Copy out, unchanged, the lines beginning at the one containing "Query: toilet base" and ending at the one containing "M 263 390 L", including both of those lines.

Data supplied start

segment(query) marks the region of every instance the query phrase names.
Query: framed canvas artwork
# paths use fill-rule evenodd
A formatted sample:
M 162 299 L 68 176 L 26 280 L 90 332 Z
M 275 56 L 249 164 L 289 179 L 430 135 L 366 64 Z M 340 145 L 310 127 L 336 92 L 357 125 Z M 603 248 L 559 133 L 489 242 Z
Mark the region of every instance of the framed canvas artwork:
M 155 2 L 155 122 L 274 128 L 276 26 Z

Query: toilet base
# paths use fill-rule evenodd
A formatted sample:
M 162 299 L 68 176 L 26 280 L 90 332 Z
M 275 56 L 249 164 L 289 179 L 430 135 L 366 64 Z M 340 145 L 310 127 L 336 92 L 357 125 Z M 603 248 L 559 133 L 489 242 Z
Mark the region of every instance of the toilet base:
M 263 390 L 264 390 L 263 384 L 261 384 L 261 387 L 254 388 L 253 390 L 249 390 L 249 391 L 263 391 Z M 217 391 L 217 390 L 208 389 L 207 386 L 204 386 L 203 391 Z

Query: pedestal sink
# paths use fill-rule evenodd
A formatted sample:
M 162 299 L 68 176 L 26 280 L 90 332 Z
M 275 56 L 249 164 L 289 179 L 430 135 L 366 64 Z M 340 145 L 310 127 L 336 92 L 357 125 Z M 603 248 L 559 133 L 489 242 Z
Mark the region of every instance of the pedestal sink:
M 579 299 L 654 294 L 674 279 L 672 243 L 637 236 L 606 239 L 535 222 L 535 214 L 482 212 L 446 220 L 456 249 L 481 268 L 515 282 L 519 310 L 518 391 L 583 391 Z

Data supplied end

(Completed task)
Query: toilet base
# paths use fill-rule evenodd
A formatted sample:
M 162 299 L 68 176 L 26 280 L 90 332 Z
M 275 56 L 249 164 L 289 179 L 430 135 L 366 64 Z M 340 145 L 310 127 L 336 92 L 357 125 Z M 603 248 L 559 133 L 489 242 Z
Mark the region of every instance of the toilet base:
M 263 390 L 264 390 L 263 384 L 261 384 L 261 387 L 254 388 L 253 390 L 249 390 L 249 391 L 263 391 Z M 217 391 L 217 390 L 208 389 L 207 386 L 204 386 L 203 391 Z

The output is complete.